• [TASKS TO CARRY OUT]
a) List every symptom in the oral area that the oral allergy syndrome survey text uses to define sAR patients as having sAR complicated with OAS.
b) Continue the oral allergy syndrome survey text from the point where it stops.

Prevalence Survey on Oral Allergy Syndrome in Patients With Seasonal Allergic Rhinitis in Yamanashi, Japan

Abstract

Oral allergy syndrome (OAS) is induced in some patients with seasonal allergic rhinitis (sAR) due to specific IgE antibodies against cross-reactive components in fresh plant foods and pollen allergenic proteins [1, 2]. In Japan, sAR prevalence has increased remarkably; however, the risk of OAS co-incidence in these patients remains inconclusive [3]. This study aimed to investigate recent trends in OAS prevalence in sAR patients, and the association between disease duration and symptom severity of sAR.

Prevalence surveys were conducted using questionnaires (Table S1), and responses were obtained from 2129, 3638, and 5547 patients with sAR symptoms who visited the otorhinolaryngology outpatient clinics in 13 general hospitals and seven ENT clinics in Yamanashi Prefecture (the region with the highest sAR prevalence caused by pollens in Japan [4]) in 2002, 2013, and 2021, respectively. sAR patients who experienced itching, burning, swelling, or blistering of oral area while eating were defined as having sAR complicated with OAS.

• [PROVIDED DATA]
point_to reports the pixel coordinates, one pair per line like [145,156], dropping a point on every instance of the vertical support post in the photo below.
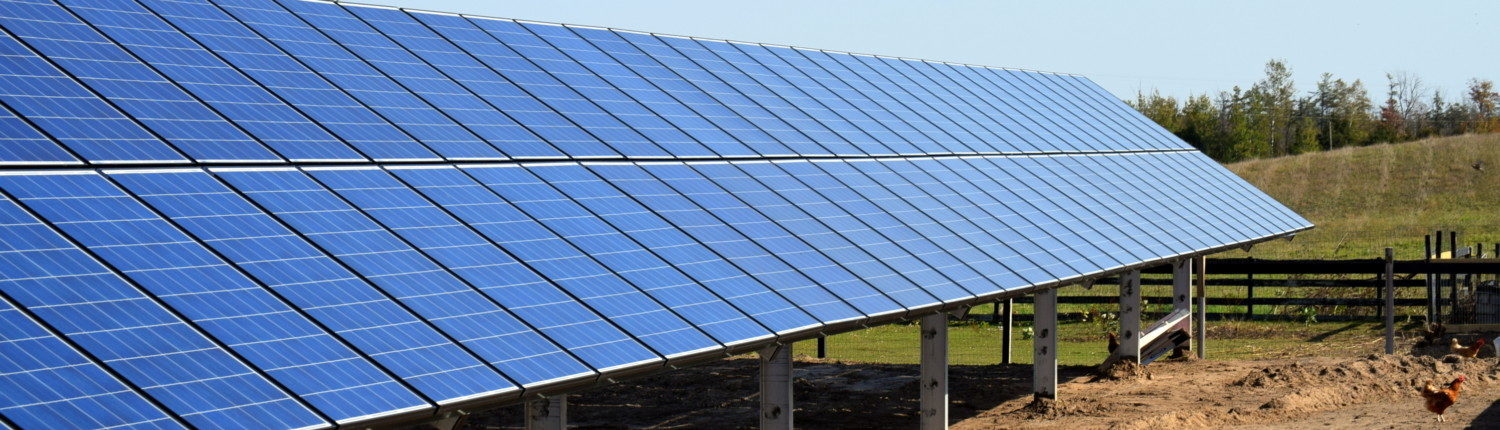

• [RESPONSES FOR EACH TASK]
a) Itching, burning, swelling, blistering

b)
Each survey revealed female predominance and indicated that among the total sAR population in this survey, the proportion of teenagers rose to 33.0% in males and 24.4% in females by 2021 (Figure 1A). Compared with 2013, teenage patients exhibited a shift toward earlier sAR symptom onset (Figure 1B).

Furthermore, co-incidence of OAS with sAR increased significantly over time (p < 0.001) (Figure 2A). Patients with sAR under 30 years with a longer duration of sAR symptom had an increased risk of developing OAS (p < 0.001) (Figure 2B). As the severity of nasal symptoms intensified (Figure 2C,D), the percentage of patients with OAS also increased; the percentage of sAR patients with severe symptoms was significantly higher among those with OAS than those without OAS. The percentage of sAR patients with OAS was significantly higher among those with nasal symptoms during “spring and other seasons” than that among those with nasal symptoms during “spring only.” This suggests sensitization to a variety of pollens, rather than to Japanese cedar pollen—widely recognized as one of the most common aeroallergens in spring—strongly affects OAS prevalence (Figure S1).

In the 2021 survey, kiwi, peach, apple, cherry, and melon were the most common OAS triggers (Table S2). OAS-causing foods that significantly increased in 2021 compared with 2013 were apple, cherry, plum, kiwi, pineapple, watermelon, and orange. Peach remained prevalent but did not show a significant increase. Patients reported multiple OAS-causative fruits, with an average of 3.9 foods for those with oral symptoms and 2.9 for those with only systemic symptoms (p < 0.001). Sites of OAS symptoms were characterized through the survey in 2021 (Figure S2A,B), revealing an increase in the percentage of sAR patients who experienced systemic symptoms after fruit ingestion (Table S3).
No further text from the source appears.